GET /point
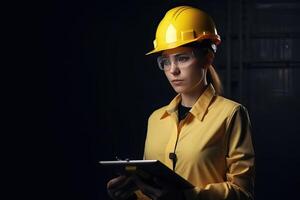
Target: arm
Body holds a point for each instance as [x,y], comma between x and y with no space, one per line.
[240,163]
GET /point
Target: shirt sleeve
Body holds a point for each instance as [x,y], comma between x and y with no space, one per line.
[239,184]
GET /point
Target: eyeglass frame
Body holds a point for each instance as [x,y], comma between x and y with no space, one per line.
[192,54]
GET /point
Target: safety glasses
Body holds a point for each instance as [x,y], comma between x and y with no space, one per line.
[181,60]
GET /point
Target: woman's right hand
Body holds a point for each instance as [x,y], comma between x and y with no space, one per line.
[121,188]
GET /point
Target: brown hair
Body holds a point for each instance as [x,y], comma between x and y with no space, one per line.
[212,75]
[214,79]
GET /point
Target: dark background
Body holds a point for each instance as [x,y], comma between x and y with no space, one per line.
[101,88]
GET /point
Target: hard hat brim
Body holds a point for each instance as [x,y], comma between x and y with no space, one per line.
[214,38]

* * * * *

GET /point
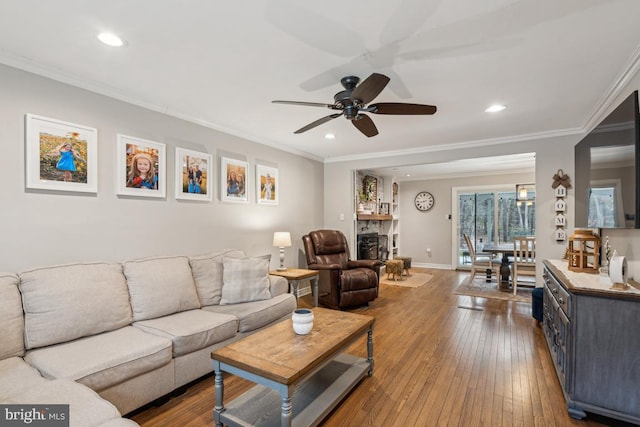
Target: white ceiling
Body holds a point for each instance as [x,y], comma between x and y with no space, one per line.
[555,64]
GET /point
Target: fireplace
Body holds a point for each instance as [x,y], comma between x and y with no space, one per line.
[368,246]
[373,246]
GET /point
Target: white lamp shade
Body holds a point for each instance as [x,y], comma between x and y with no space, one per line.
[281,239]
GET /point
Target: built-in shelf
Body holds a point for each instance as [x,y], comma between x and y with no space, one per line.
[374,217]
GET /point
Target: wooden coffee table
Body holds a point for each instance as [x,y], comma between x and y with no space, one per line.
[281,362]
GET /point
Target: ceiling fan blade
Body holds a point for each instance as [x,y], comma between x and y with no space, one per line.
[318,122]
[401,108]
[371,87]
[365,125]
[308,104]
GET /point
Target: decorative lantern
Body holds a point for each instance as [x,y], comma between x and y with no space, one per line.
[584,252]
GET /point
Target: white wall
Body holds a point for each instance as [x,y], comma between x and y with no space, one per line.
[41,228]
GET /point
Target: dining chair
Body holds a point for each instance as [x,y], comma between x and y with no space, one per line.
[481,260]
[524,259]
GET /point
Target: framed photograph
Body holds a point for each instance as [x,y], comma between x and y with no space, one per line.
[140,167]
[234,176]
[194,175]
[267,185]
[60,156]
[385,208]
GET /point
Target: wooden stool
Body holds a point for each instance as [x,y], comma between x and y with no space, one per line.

* * * * *

Extract each line holding the word "white" from the records.

Target: white ceiling
Target: white lamp shade
Target: white wall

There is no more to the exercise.